> _Task brief_: Gather every line of the listing below that contains the string "positive". Treat uppercase and lowercase as different.

> _Dataset extract_:
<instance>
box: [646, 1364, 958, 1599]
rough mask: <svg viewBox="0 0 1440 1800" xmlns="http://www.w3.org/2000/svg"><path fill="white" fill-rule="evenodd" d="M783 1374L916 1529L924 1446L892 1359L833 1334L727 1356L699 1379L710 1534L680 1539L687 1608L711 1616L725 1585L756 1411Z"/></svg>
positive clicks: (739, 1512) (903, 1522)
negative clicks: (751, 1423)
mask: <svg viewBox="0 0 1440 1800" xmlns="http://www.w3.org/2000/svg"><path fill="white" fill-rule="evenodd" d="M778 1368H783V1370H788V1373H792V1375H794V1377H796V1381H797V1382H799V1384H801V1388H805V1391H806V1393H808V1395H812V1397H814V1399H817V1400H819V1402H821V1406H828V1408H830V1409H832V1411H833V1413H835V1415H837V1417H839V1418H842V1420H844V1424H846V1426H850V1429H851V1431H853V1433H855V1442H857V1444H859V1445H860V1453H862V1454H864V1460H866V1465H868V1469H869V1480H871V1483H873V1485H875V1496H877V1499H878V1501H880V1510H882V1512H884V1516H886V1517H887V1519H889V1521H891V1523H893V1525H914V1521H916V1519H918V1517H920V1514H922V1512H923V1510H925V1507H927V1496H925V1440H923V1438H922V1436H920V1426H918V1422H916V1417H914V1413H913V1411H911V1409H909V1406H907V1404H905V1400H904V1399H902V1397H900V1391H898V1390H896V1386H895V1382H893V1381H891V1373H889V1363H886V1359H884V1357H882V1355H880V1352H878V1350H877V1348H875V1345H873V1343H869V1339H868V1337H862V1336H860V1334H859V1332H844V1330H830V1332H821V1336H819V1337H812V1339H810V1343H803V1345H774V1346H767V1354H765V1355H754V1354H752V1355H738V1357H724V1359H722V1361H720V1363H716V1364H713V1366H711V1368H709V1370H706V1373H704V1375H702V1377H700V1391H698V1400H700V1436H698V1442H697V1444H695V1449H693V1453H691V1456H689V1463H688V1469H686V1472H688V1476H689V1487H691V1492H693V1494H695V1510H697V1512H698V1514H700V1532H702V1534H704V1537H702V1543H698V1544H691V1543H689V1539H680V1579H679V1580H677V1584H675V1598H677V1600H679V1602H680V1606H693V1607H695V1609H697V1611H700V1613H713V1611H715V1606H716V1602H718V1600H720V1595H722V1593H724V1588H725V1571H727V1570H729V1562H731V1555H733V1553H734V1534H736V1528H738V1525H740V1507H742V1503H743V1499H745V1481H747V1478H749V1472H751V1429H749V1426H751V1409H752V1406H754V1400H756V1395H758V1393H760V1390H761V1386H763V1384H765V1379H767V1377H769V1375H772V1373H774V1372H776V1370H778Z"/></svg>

* * *

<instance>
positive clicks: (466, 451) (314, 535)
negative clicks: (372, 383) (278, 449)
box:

> _Your response_:
positive clicks: (739, 1512) (903, 1522)
positive clicks: (466, 451) (314, 535)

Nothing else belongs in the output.